--- Exercise material ---

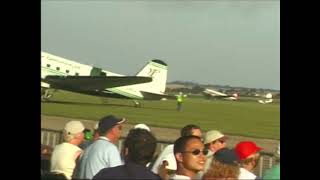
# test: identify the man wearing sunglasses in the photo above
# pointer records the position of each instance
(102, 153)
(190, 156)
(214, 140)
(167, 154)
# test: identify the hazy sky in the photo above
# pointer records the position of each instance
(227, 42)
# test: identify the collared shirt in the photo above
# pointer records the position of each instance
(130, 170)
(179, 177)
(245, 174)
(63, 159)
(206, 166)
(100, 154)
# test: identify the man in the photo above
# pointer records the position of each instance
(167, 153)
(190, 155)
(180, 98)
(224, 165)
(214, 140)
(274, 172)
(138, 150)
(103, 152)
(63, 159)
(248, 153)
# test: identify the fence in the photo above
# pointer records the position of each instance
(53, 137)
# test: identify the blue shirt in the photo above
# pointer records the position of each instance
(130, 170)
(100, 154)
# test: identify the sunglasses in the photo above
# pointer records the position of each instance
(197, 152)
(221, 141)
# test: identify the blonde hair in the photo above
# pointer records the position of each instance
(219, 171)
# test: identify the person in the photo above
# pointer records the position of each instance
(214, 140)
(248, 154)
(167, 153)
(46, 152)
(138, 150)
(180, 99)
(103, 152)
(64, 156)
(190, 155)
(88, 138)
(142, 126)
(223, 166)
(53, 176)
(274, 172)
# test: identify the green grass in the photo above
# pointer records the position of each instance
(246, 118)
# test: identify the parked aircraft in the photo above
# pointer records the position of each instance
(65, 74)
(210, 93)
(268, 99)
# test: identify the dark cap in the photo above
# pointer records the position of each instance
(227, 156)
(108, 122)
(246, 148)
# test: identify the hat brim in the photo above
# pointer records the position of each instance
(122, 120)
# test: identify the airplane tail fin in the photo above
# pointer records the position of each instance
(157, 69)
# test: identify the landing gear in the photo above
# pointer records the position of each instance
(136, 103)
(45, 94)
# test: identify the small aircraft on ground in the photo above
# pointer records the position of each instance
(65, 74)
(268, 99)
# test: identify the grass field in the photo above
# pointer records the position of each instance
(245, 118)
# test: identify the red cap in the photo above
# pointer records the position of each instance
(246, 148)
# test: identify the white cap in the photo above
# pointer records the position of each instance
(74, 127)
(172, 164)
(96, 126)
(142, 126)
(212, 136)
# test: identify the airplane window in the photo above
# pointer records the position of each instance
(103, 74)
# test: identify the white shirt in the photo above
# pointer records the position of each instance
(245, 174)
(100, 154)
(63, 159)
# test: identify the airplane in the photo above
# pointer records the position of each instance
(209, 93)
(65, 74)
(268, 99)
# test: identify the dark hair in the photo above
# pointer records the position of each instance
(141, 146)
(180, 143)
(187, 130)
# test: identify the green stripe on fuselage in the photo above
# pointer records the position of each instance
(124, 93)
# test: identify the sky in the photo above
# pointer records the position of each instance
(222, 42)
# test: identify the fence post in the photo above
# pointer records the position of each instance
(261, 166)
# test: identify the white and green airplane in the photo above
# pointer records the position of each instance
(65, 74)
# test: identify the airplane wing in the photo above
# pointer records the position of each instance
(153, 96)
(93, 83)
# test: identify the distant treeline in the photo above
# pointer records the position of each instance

---

— The task —
Copy all of the material above word for word, leaving out the pictures.

— Reply —
# test: identify the man wearing sunglasses in the photo above
# pointer records the position of each instance
(102, 153)
(190, 156)
(214, 140)
(167, 154)
# test: identify the hazy sky in the photo above
# pointer records the position of each instance
(227, 42)
# test: identify the collared shirt in the photo above
# pointer records the position of each instance
(130, 170)
(179, 177)
(245, 174)
(63, 159)
(206, 166)
(100, 154)
# test: identify the man in the photo above
# pointer records the position of each instance
(167, 153)
(190, 155)
(180, 98)
(224, 165)
(214, 140)
(274, 172)
(138, 150)
(103, 152)
(63, 159)
(248, 153)
# test: identify the fence in the photo above
# pointer records the position of each instance
(53, 137)
# test: identify the blue shirt in the photo above
# pointer records the position of each instance
(130, 170)
(100, 154)
# test: identify the sunglasses in the photo above
# pointer records the position of each instance
(197, 152)
(221, 141)
# test: identify the blonde hair in the photo above
# pointer records the position of each instance
(219, 171)
# test: identify the person in the photo above
# pointer records the position of each instance
(214, 140)
(248, 154)
(167, 153)
(46, 152)
(138, 150)
(180, 99)
(103, 152)
(64, 156)
(190, 155)
(88, 138)
(142, 126)
(223, 166)
(53, 176)
(274, 172)
# test: identify the green grass in the photo above
# pointer records the position of each instance
(246, 118)
# test: identify the parked aircraft in the photo above
# pointer records the position of each instance
(65, 74)
(210, 93)
(268, 99)
# test: identify the dark cap in the photo above
# pointer records the position of each instance
(227, 156)
(108, 122)
(246, 148)
# test: identify the hat brim in the photo above
# pointer records the position of each instance
(122, 120)
# test: identify the airplane tail fin in the photo above
# pointer records the position of each instance
(157, 69)
# test: identify the landing gear in the photo above
# pointer records the position of each instance
(136, 103)
(45, 94)
# test: identify the small aircraft on ground in the photo above
# pointer records the position of each instance
(65, 74)
(268, 99)
# test: identify the grass field in the photo above
# pointer records the position of each instance
(245, 118)
# test: identify the red cap in the photo above
# pointer records the position of each instance
(246, 148)
# test: identify the white cap in the photo above
# pointer records the position of each instance
(74, 127)
(172, 164)
(96, 126)
(142, 126)
(212, 136)
# test: identify the airplane window in the photo above
# pointer records the position of each instance
(103, 74)
# test: identify the white shirt in the photo above
# pointer records the position of each instance
(245, 174)
(100, 154)
(63, 159)
# test: identify the airplane in the photo above
# pointer records the position of each instance
(209, 93)
(65, 74)
(268, 99)
# test: identify the dark hair in the photo above
# pointer records the position of each instance
(141, 146)
(180, 143)
(187, 130)
# test: identify the green stripe on fuselage in the photo above
# pointer records the position of each instance
(124, 93)
# test: identify the sky in the photo above
# pointer records the position of each instance
(222, 42)
# test: identify the fence post in the photo above
# pointer records the position of each instance
(261, 166)
# test: identify the white and green airplane in the photo above
# pointer records the position of each instance
(65, 74)
# test: identify the airplane wing in the photo above
# pointer records the position of each instance
(153, 96)
(93, 83)
# test: identify the distant treeline in the photo above
# pointer records the position of each instance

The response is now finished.